§ **DATA TO EXAMINE**
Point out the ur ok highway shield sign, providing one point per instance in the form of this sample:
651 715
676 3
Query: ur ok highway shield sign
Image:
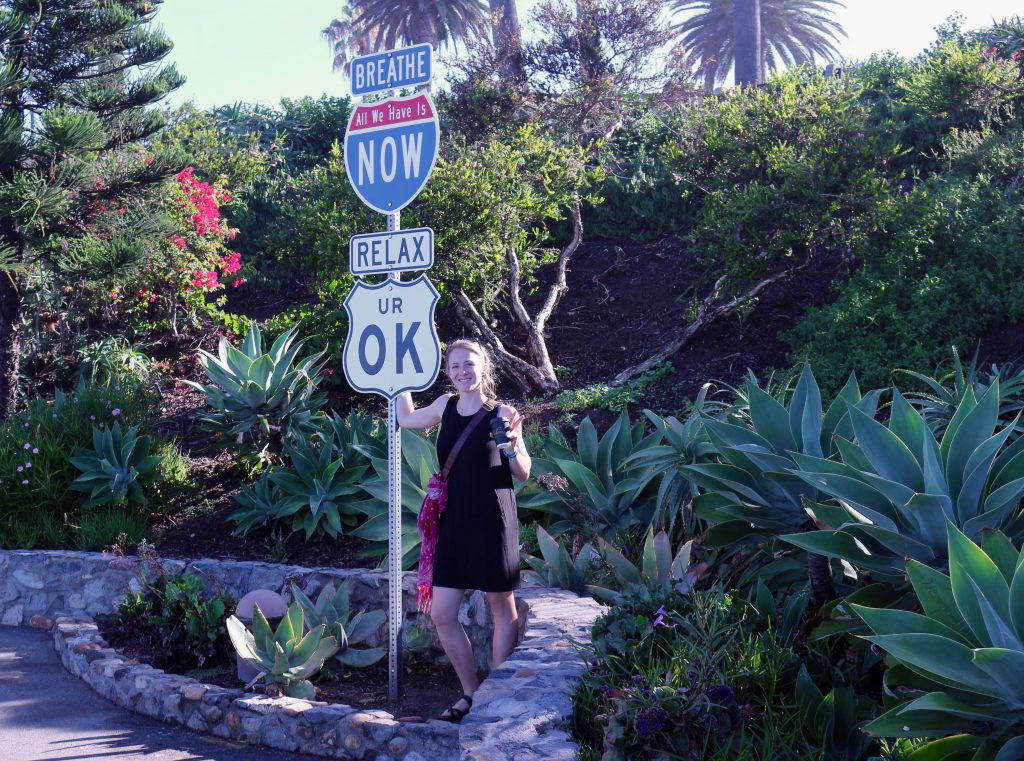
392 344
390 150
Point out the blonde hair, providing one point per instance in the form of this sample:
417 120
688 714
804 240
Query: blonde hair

§ **ASSIGNMENT**
A verbatim copy of every record is required, with all pictures excluded.

§ **WRITTEN SOLUTION**
Point out the ur ok highway shield sign, providing one point per instance in the form of this sample:
651 715
676 3
Query: ur ok highway shield sign
Image:
392 344
390 150
Point out the blonde hair, providing one point per instance in the form of this sample:
417 120
688 714
804 240
Query: blonde hair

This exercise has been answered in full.